──────── Data section

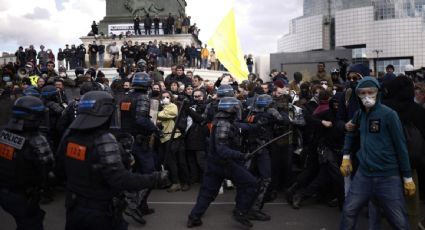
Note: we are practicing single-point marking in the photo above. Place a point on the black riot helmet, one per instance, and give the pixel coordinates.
(94, 110)
(141, 81)
(49, 92)
(27, 113)
(225, 91)
(141, 65)
(231, 105)
(263, 101)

────────────────

# What is expected:
Reproduce the lines above verbatim, omitting the picture.

# Output of the exercise:
Note: we are practicing single-point marking in the photo above. Place a point on the black riot helmet, one per instance, and give the pixel coordinates.
(94, 110)
(141, 81)
(49, 92)
(27, 113)
(225, 91)
(141, 65)
(231, 105)
(263, 101)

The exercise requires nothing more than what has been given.